SOURCE EXCERPT ->
^^^^^^^^
Well, as soon as Pepe leaves the scene we hear a recording of dog’s barking, which I can only assume is to simulate the life and death battle between Pepe the poodle and the Master’s Devil Dog.

Mike runs to the car and fetches a flashlight and a revolver from the glove compartment. The next scene shows Mike grimacing in disgust as he stands over the lifeless body of Pepe laying on the dry desert ground. Margaret runs out to see what all the commotion was about, and Mike informs her of Pepe’s demise. Margaret explodes in a torrent of tears and exclaims "What kind of place is this!?" (I’m actually wondering ‘What kind of a film is this…").
^^^^^^^^
DATA SHOWN ->
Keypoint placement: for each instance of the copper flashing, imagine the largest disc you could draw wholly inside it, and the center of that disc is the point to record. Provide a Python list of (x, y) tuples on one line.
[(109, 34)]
^^^^^^^^
REQUEST A ->
According to the film review excerpt, what two items does Mike take from the glove compartment?
REQUEST B ->
Rewrite the stretch of the film review excerpt from "Well, as soon" through "Master’s Devil Dog.", swapping "poodle" for "terrier".
The material comes from a source separate from the film review excerpt.

FULL SOLUTION A ->
A flashlight and a revolver.

FULL SOLUTION B ->
Well, as soon as Pepe leaves the scene we hear a recording of dog’s barking, which I can only assume is to simulate the life and death battle between Pepe the terrier and the Master’s Devil Dog.